● INSTRUCTIONS TO FOLLOW
Can you pull out every line of the listing below and reproduce it word for word?

##### DATA SUPPLIED

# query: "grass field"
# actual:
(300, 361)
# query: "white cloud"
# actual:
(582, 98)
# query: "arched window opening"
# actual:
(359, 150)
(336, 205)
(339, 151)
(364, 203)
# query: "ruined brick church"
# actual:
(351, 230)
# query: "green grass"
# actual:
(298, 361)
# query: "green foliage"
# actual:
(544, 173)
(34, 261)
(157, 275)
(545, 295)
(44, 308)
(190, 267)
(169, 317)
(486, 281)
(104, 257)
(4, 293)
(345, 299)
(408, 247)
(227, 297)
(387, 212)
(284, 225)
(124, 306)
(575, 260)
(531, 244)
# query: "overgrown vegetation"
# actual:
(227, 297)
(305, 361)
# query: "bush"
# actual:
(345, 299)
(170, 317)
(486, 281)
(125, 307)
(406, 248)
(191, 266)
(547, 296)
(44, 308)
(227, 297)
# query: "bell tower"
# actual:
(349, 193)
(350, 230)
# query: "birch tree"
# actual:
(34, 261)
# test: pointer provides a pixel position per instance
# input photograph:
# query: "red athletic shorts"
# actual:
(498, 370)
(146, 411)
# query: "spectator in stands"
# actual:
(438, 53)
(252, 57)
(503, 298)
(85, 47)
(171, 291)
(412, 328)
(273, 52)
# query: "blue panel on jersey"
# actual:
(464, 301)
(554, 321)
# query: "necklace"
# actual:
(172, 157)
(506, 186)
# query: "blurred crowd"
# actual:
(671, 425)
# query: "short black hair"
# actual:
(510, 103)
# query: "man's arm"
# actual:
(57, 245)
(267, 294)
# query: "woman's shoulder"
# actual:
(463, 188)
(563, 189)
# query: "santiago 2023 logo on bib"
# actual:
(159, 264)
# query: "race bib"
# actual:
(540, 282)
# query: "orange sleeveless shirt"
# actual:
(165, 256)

##########

● COMPLETE ANSWER
# query: "grass field"
# actual:
(300, 361)
# query: "white cloud"
# actual:
(582, 98)
# query: "arched window opening"
# actual:
(359, 150)
(336, 205)
(339, 151)
(364, 203)
# query: "ruined brick church"
# actual:
(351, 230)
# query: "green grass"
# actual:
(298, 361)
# query: "green foliage"
# actual:
(544, 173)
(34, 261)
(157, 275)
(545, 295)
(44, 308)
(190, 267)
(169, 317)
(486, 281)
(104, 257)
(4, 293)
(345, 299)
(408, 247)
(227, 297)
(387, 212)
(284, 225)
(124, 306)
(575, 260)
(531, 244)
# query: "overgrown vegetation"
# actual:
(227, 297)
(305, 361)
# query: "bush"
# actual:
(345, 299)
(170, 317)
(486, 281)
(125, 307)
(406, 248)
(191, 266)
(547, 296)
(44, 308)
(227, 297)
# query: "bell tower"
# actual:
(349, 193)
(350, 230)
# query: "birch tree"
# actual:
(34, 261)
# test: pointer provides a pixel position per instance
# input photograph:
# query: "red athletic shorts"
# actual:
(498, 370)
(146, 411)
# query: "spectator in stands"
# actual:
(438, 53)
(252, 57)
(503, 298)
(85, 47)
(171, 291)
(412, 328)
(273, 52)
# query: "blue panel on jersey"
# actual:
(464, 301)
(554, 321)
# query: "necklace"
# actual:
(172, 157)
(506, 186)
# query: "blurred crowd"
# actual:
(671, 425)
# query: "short black hair"
# actual:
(510, 103)
# query: "man's arm"
# actual:
(57, 245)
(267, 294)
# query: "woman's shoulder"
# actual:
(463, 188)
(563, 189)
# query: "santiago 2023 logo on bib"
# actual:
(159, 264)
# query: "race bib"
# actual:
(540, 282)
# query: "orange sleeveless shirt"
# actual:
(165, 256)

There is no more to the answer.